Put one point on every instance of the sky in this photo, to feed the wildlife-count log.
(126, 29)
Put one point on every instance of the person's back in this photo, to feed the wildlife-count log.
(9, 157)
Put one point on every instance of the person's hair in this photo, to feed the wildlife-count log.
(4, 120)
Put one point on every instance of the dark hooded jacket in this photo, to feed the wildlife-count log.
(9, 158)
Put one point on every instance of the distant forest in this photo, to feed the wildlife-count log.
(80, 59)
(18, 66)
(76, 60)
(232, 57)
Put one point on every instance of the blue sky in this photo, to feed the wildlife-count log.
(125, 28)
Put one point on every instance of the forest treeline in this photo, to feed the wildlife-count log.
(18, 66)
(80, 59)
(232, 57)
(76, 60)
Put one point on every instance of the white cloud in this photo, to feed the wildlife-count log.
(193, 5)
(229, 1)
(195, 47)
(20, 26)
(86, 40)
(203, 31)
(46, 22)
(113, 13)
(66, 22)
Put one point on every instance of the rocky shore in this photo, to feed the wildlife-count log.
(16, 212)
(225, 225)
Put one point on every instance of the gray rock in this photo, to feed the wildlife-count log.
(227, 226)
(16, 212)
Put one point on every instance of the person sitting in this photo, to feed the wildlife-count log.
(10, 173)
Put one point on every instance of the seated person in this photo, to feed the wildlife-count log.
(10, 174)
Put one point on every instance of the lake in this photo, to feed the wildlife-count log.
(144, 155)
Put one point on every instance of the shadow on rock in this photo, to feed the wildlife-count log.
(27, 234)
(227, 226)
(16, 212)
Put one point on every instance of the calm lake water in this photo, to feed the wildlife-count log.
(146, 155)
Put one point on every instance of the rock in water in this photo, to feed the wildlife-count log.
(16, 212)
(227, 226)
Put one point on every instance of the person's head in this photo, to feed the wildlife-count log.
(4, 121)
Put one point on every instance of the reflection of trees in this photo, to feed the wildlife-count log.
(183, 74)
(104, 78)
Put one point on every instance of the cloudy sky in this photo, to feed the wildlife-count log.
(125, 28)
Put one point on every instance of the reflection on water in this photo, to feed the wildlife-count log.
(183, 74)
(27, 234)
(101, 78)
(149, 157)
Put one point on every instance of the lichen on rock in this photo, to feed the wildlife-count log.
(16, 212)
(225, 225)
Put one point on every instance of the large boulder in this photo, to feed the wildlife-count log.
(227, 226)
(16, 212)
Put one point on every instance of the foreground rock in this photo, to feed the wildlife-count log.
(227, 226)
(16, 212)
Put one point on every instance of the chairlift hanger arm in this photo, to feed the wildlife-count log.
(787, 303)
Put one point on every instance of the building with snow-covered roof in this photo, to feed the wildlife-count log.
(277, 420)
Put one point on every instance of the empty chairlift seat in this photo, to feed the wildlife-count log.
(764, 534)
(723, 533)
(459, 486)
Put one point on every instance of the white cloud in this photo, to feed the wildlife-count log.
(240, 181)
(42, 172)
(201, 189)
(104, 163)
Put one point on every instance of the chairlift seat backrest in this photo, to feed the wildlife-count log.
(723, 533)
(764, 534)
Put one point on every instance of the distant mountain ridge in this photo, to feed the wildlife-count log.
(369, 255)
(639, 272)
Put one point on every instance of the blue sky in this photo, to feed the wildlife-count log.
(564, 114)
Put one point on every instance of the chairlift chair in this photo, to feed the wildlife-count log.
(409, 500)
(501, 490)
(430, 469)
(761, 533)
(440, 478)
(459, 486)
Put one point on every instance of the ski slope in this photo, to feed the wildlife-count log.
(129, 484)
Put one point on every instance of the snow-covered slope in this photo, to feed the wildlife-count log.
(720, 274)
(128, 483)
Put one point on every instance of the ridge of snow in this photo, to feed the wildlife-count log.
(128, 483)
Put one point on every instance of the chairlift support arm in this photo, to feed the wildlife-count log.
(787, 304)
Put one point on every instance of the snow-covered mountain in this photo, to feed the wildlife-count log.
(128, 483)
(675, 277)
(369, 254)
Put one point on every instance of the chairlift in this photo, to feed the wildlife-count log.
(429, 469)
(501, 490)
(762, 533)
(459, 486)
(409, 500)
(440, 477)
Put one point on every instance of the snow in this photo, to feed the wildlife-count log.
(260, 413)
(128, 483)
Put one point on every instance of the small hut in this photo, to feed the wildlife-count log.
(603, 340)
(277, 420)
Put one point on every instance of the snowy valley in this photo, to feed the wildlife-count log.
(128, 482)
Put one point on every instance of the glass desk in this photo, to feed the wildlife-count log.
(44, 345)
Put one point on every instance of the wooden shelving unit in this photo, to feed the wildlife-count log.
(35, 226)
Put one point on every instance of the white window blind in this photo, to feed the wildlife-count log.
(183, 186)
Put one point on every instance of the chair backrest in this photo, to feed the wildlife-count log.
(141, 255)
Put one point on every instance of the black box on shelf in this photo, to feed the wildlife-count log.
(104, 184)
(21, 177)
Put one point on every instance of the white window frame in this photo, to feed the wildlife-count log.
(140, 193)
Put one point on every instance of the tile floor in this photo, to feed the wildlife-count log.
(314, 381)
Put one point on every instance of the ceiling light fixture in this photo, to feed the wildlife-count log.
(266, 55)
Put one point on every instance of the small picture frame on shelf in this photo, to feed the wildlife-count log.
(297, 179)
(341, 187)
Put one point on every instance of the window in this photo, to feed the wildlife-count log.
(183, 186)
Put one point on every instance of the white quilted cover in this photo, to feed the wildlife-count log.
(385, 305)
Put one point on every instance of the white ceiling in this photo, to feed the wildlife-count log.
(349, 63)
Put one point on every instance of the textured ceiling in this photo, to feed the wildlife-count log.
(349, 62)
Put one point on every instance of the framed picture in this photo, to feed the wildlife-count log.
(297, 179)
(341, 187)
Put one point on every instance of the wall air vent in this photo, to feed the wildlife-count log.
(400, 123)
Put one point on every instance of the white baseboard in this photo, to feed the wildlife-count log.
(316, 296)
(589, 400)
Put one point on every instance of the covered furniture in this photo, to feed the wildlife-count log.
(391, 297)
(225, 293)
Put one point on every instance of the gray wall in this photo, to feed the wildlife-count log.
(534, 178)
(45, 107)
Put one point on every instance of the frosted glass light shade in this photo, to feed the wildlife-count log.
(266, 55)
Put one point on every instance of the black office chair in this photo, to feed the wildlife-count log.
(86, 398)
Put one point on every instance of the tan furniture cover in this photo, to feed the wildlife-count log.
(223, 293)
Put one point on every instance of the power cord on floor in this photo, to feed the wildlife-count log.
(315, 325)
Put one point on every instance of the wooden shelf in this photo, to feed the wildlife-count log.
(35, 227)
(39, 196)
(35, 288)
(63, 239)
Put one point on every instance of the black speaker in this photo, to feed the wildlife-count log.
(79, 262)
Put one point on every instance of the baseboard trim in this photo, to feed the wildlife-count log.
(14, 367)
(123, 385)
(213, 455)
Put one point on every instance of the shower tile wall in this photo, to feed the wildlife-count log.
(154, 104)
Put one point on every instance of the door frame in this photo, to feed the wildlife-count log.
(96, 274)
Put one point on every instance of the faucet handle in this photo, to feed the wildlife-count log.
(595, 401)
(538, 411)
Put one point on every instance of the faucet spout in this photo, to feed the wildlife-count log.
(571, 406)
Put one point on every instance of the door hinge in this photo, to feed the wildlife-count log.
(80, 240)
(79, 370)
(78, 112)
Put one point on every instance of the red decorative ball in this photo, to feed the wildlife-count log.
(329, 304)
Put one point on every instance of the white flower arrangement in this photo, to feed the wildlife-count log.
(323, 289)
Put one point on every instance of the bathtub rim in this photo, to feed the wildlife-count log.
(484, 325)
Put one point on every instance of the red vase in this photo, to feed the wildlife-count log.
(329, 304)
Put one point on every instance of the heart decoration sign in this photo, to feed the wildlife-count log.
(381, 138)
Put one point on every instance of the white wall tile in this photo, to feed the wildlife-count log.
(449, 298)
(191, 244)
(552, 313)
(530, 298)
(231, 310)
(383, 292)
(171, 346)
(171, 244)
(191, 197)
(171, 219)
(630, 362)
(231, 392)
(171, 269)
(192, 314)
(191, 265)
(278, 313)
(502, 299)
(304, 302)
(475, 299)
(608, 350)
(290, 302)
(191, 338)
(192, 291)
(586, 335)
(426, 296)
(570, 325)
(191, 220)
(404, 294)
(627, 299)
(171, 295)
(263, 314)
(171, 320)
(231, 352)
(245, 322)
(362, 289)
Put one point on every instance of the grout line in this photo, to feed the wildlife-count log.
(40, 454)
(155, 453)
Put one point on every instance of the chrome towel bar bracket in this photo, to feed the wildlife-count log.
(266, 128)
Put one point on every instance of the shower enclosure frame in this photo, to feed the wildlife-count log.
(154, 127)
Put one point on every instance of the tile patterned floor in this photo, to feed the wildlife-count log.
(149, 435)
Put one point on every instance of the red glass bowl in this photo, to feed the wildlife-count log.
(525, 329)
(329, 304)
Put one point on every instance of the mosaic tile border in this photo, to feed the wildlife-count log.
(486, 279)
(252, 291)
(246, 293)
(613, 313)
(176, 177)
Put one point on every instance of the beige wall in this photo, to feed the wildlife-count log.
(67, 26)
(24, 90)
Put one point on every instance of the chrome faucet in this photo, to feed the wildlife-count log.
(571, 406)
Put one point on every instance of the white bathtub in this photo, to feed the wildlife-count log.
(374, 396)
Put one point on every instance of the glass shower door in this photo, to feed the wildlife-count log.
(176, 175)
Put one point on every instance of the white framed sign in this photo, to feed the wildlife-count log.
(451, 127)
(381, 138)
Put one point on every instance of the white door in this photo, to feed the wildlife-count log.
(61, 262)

WHAT THE TASK REQUIRES: Would you quote, exactly and only, the lines from the one containing "Put one point on every instance of the red vase" to the end of the entries?

REPLY TO THE TASK:
Put one point on every instance of the red vase in this photo, to feed the wildlife-count log.
(329, 304)
Put one point on every instance of the heart decoration sign in this photo, to feed the wildlife-count log.
(381, 138)
Put one point on every instance of the white wall tile in this photo, to feed the wildlife-count log.
(449, 298)
(191, 244)
(552, 313)
(530, 298)
(231, 310)
(383, 292)
(171, 346)
(171, 244)
(191, 197)
(171, 219)
(630, 362)
(231, 392)
(171, 269)
(192, 314)
(191, 265)
(278, 313)
(502, 299)
(304, 302)
(475, 299)
(608, 350)
(290, 302)
(191, 338)
(192, 291)
(586, 335)
(426, 296)
(570, 325)
(191, 220)
(404, 294)
(627, 299)
(171, 295)
(263, 314)
(171, 320)
(231, 352)
(245, 322)
(362, 289)
Put one point on every instance of the grout line in this photo, to feed the wildlife-count log.
(40, 454)
(155, 453)
Put one point on every instance of the chrome towel bar bracket in this photo, to feed the wildlife-count log.
(266, 128)
Put one point on every instance of the shower enclosure frame in this photo, to feed the wildlife-count log.
(154, 127)
Put one point on every instance of the tile patterned floor in this photo, to feed the wildlife-count log.
(149, 435)
Put one point on every instance of the red glass bowl in this photo, to feed the wildlife-count log.
(525, 329)
(329, 304)
Put one point on every instance of the mosaic tile border in this photo, to feed the wildlife-count log.
(486, 279)
(252, 291)
(246, 293)
(613, 313)
(176, 177)
Put one point on every instance of the beige wall in this photo, to feed the wildlife-count log.
(67, 26)
(24, 90)
Put one point on every instance of the chrome faucet in this photo, to feed the wildlife-count log.
(571, 406)
Put one point on every instance of the white bathtub in this photo, to feed the wildlife-count log.
(374, 396)
Put one point on every instance of the glass shower door in this photo, to feed the wildlife-count log.
(176, 175)
Put one point on every instance of the white framed sign in this photo, to feed the wildlife-count log.
(451, 127)
(381, 138)
Put one point on every instance of the white door in this photo, to feed the wildlife-count log.
(61, 262)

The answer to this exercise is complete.